## Assignment
May I have the line containing "of the <item>pod" and every line after it through the end of the data, repeated exactly and with no other lines?

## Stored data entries
****************

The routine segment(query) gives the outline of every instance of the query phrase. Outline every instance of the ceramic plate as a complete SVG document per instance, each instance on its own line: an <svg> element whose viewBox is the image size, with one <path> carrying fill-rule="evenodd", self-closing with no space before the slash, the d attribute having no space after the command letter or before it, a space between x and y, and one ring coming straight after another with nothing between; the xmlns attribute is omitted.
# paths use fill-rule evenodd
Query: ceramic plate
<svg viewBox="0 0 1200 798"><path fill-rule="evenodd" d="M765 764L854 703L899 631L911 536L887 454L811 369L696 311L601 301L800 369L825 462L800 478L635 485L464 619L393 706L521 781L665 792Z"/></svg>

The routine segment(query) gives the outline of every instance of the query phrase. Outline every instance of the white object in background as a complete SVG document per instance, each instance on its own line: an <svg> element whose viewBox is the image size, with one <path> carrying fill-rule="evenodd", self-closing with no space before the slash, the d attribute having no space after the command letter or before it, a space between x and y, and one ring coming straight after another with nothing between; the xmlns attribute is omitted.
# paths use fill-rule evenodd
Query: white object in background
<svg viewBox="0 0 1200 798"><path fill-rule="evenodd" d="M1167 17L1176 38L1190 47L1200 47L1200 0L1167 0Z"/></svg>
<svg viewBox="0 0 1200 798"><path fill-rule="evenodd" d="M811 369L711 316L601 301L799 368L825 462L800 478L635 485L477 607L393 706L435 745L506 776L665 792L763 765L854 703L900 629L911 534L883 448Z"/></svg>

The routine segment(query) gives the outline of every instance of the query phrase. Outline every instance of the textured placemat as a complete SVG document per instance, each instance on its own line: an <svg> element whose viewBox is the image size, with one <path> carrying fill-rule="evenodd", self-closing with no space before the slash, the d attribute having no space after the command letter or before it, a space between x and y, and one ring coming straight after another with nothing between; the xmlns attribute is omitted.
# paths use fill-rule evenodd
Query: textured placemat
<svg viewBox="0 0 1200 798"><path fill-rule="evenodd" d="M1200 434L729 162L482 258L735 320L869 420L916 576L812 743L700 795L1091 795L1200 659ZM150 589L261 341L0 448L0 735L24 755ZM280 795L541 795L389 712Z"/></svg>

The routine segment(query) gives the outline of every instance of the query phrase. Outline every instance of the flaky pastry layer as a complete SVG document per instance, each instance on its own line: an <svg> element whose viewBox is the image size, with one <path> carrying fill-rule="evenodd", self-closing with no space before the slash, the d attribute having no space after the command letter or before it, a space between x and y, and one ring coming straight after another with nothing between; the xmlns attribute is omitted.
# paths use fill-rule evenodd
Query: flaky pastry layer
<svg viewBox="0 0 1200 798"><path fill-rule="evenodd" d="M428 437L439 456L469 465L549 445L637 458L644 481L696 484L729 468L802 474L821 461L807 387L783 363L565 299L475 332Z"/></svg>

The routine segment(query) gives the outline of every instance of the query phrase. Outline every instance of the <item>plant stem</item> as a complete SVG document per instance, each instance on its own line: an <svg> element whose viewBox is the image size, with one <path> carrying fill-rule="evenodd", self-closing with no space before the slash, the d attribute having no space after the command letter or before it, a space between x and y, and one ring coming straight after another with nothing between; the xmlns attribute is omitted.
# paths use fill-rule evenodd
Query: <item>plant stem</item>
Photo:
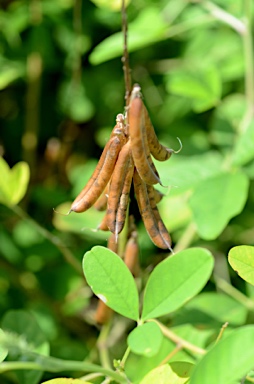
<svg viewBox="0 0 254 384"><path fill-rule="evenodd" d="M37 355L37 354L34 354ZM61 360L54 357L47 357L37 355L36 362L33 361L8 361L2 362L0 365L0 373L14 371L14 370L37 370L48 372L61 372L61 371L90 371L100 373L104 376L112 377L117 383L126 383L120 373L110 369L103 368L96 364L90 364L81 361Z"/></svg>
<svg viewBox="0 0 254 384"><path fill-rule="evenodd" d="M240 124L240 133L248 128L254 116L254 52L252 38L252 0L244 1L244 20L246 32L242 35L245 61L246 112Z"/></svg>
<svg viewBox="0 0 254 384"><path fill-rule="evenodd" d="M172 359L173 356L175 356L179 351L181 351L181 349L183 349L182 344L176 345L176 347L173 349L173 351L171 351L168 354L168 356L166 356L165 359L163 359L159 365L161 366L161 365L167 364L169 362L169 360Z"/></svg>
<svg viewBox="0 0 254 384"><path fill-rule="evenodd" d="M122 0L122 31L123 31L123 39L124 39L122 62L123 62L124 82L125 82L125 101L126 101L126 106L128 106L130 93L131 93L131 76L130 76L129 52L128 52L128 45L127 45L128 22L127 22L125 0Z"/></svg>
<svg viewBox="0 0 254 384"><path fill-rule="evenodd" d="M196 225L193 222L191 222L186 228L186 230L184 231L184 233L182 234L182 236L180 237L180 239L178 240L178 242L176 243L173 249L174 253L183 251L184 249L188 248L188 246L192 243L192 240L195 237L195 235L196 235Z"/></svg>
<svg viewBox="0 0 254 384"><path fill-rule="evenodd" d="M131 350L130 350L130 347L128 347L126 349L126 351L124 352L124 355L122 357L122 360L119 364L119 367L124 371L124 367L125 367L125 363L126 363L126 360L128 359L129 357L129 354L130 354Z"/></svg>
<svg viewBox="0 0 254 384"><path fill-rule="evenodd" d="M205 8L208 12L210 12L210 14L216 19L223 21L225 24L228 24L240 35L244 35L246 33L245 24L237 17L231 15L231 13L225 11L218 5L215 5L211 1L201 1L200 5Z"/></svg>
<svg viewBox="0 0 254 384"><path fill-rule="evenodd" d="M174 332L170 331L170 329L168 329L165 325L160 323L158 320L151 319L148 321L153 321L154 323L156 323L160 327L160 329L161 329L161 331L165 337L172 340L174 343L181 346L182 348L188 349L189 351L194 352L194 353L199 353L200 355L206 354L205 349L197 347L196 345L191 344L188 341L177 336Z"/></svg>
<svg viewBox="0 0 254 384"><path fill-rule="evenodd" d="M43 228L40 224L38 224L32 217L30 217L22 208L18 205L11 206L10 209L19 216L22 220L31 224L45 239L50 241L55 247L59 249L61 254L63 255L65 261L75 269L80 275L83 276L81 264L72 254L72 252L66 247L66 245L56 236L52 235L47 229Z"/></svg>
<svg viewBox="0 0 254 384"><path fill-rule="evenodd" d="M110 364L108 348L107 348L107 338L108 338L110 328L111 328L111 321L108 321L106 324L102 326L101 332L97 341L97 348L100 355L101 365L107 369L112 368Z"/></svg>
<svg viewBox="0 0 254 384"><path fill-rule="evenodd" d="M219 276L214 276L217 288L221 289L227 295L233 297L236 301L244 305L249 311L254 311L254 302L245 296L242 292L238 291L235 287L229 284L226 280Z"/></svg>
<svg viewBox="0 0 254 384"><path fill-rule="evenodd" d="M220 339L222 338L223 333L224 333L225 329L227 328L227 326L228 326L228 322L226 322L225 324L222 325L222 327L221 327L221 329L220 329L220 332L219 332L219 334L218 334L218 337L217 337L217 339L216 339L216 341L215 341L215 344L217 344L218 341L220 341Z"/></svg>

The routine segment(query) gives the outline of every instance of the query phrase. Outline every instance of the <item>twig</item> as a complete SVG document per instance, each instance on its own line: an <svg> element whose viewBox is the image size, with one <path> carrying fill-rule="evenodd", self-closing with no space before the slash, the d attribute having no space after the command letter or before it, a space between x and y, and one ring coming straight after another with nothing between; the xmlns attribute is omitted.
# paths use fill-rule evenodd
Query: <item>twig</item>
<svg viewBox="0 0 254 384"><path fill-rule="evenodd" d="M170 359L172 359L173 356L175 356L179 351L181 351L183 349L183 346L182 344L177 344L175 346L175 348L173 349L173 351L171 351L166 357L165 359L162 360L162 362L159 364L160 366L161 365L164 365L164 364L167 364L169 362Z"/></svg>
<svg viewBox="0 0 254 384"><path fill-rule="evenodd" d="M224 333L225 329L227 328L228 324L229 324L229 323L226 321L226 323L222 325L222 327L221 327L221 329L220 329L220 332L219 332L219 334L218 334L218 337L217 337L217 339L216 339L216 341L215 341L215 344L217 344L218 341L220 341L220 339L222 338L223 333Z"/></svg>
<svg viewBox="0 0 254 384"><path fill-rule="evenodd" d="M196 233L196 225L191 222L180 237L180 239L178 240L178 242L176 243L173 249L174 253L183 251L184 249L188 248L188 246L192 243L192 240Z"/></svg>
<svg viewBox="0 0 254 384"><path fill-rule="evenodd" d="M188 341L177 336L174 332L170 331L170 329L168 329L165 325L160 323L158 320L152 319L152 320L148 320L148 321L152 321L152 322L156 323L160 327L160 329L161 329L161 331L165 337L172 340L175 344L181 345L182 348L188 349L189 351L194 352L194 353L199 353L200 355L206 354L205 349L197 347L196 345L191 344Z"/></svg>
<svg viewBox="0 0 254 384"><path fill-rule="evenodd" d="M235 287L229 284L226 280L219 276L214 275L214 280L217 288L221 289L227 295L244 305L249 311L254 311L254 302L245 296L242 292L238 291Z"/></svg>
<svg viewBox="0 0 254 384"><path fill-rule="evenodd" d="M127 45L128 37L128 23L127 23L127 14L125 7L125 0L122 0L122 31L123 31L123 72L124 72L124 83L125 83L125 102L126 106L129 104L130 93L131 93L131 76L130 76L130 64L129 64L129 52Z"/></svg>
<svg viewBox="0 0 254 384"><path fill-rule="evenodd" d="M112 369L110 360L109 360L108 348L107 348L107 338L108 338L110 328L111 328L111 321L108 321L106 324L102 326L101 332L97 341L97 348L100 355L100 361L102 366L106 369Z"/></svg>

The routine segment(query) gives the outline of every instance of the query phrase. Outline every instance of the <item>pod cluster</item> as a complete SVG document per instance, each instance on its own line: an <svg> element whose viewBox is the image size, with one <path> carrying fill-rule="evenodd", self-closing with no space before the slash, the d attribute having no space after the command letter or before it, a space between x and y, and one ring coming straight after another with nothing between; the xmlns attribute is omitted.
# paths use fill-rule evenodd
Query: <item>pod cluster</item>
<svg viewBox="0 0 254 384"><path fill-rule="evenodd" d="M128 122L128 123L126 123ZM165 161L173 149L159 143L139 85L134 85L126 116L117 115L116 125L99 162L70 212L85 212L92 205L106 211L98 229L112 232L117 241L122 231L133 183L139 211L153 243L171 249L170 235L157 208L163 195L154 188L161 184L152 156Z"/></svg>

****************

## Finished exercise
The routine segment(query) gives the outline of every instance of the query phrase. Outline every instance of the <item>pod cluster</item> as a complete SVG document per instance, each instance on its own line: an <svg> element whose viewBox is the image size, with one <path> carrying fill-rule="evenodd", self-closing with no space before the slash, the d attribute having no space after the command letter or before it, a space between x and y, and one ring coming straight after another with nothing between; the xmlns attribute is omitted.
# paths use fill-rule evenodd
Query: <item>pod cluster</item>
<svg viewBox="0 0 254 384"><path fill-rule="evenodd" d="M128 122L128 123L126 123ZM165 161L173 149L159 143L139 85L134 85L126 116L117 115L116 125L99 162L70 212L85 212L92 205L106 211L98 229L112 232L117 241L122 231L133 183L139 211L153 243L171 249L170 235L157 208L163 195L154 188L161 184L152 156Z"/></svg>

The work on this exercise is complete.